§ Problem to solve:
Rewrite the material below as a two-column CSV with headers "text" and "answer". Cover only the lines from the one containing "Note to the class: identify the lake" through the end, inclusive, with one row for each line of text and the answer that follows it, each value in a single quoted field and any line breaks replaced by spaces.
Data shown start
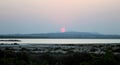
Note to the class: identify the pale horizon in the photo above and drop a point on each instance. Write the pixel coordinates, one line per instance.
(38, 16)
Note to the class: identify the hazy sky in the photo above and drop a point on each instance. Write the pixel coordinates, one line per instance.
(43, 16)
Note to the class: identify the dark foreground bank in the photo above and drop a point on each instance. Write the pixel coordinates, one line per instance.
(9, 56)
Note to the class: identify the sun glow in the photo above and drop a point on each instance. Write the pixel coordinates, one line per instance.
(63, 29)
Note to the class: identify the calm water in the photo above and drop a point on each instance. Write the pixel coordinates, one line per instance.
(64, 41)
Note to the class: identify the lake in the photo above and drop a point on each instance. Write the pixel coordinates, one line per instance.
(62, 41)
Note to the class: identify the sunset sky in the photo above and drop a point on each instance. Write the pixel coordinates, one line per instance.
(45, 16)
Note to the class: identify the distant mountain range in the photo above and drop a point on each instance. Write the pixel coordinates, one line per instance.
(73, 35)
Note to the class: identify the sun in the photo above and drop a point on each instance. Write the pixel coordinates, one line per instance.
(63, 29)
Data shown end
§ Result of this exercise:
text,answer
"Note to the class: identify the lake in the photo above and drop a point on each instance. Write the pixel coordinates, one line per instance.","(62, 41)"
"Note to the class: identify the sunset sky in the photo above and drop a point on each instance. Write the pixel coordinates, one line per instance.","(45, 16)"
"Note to the class: identify the distant mountain range in the photo above and drop a point on each instance. Write the pixel coordinates, one line per instance.","(73, 35)"
"Note to the class: identify the sun in the photo above and drop a point on each instance. Write the pixel coordinates, one line per instance.","(63, 29)"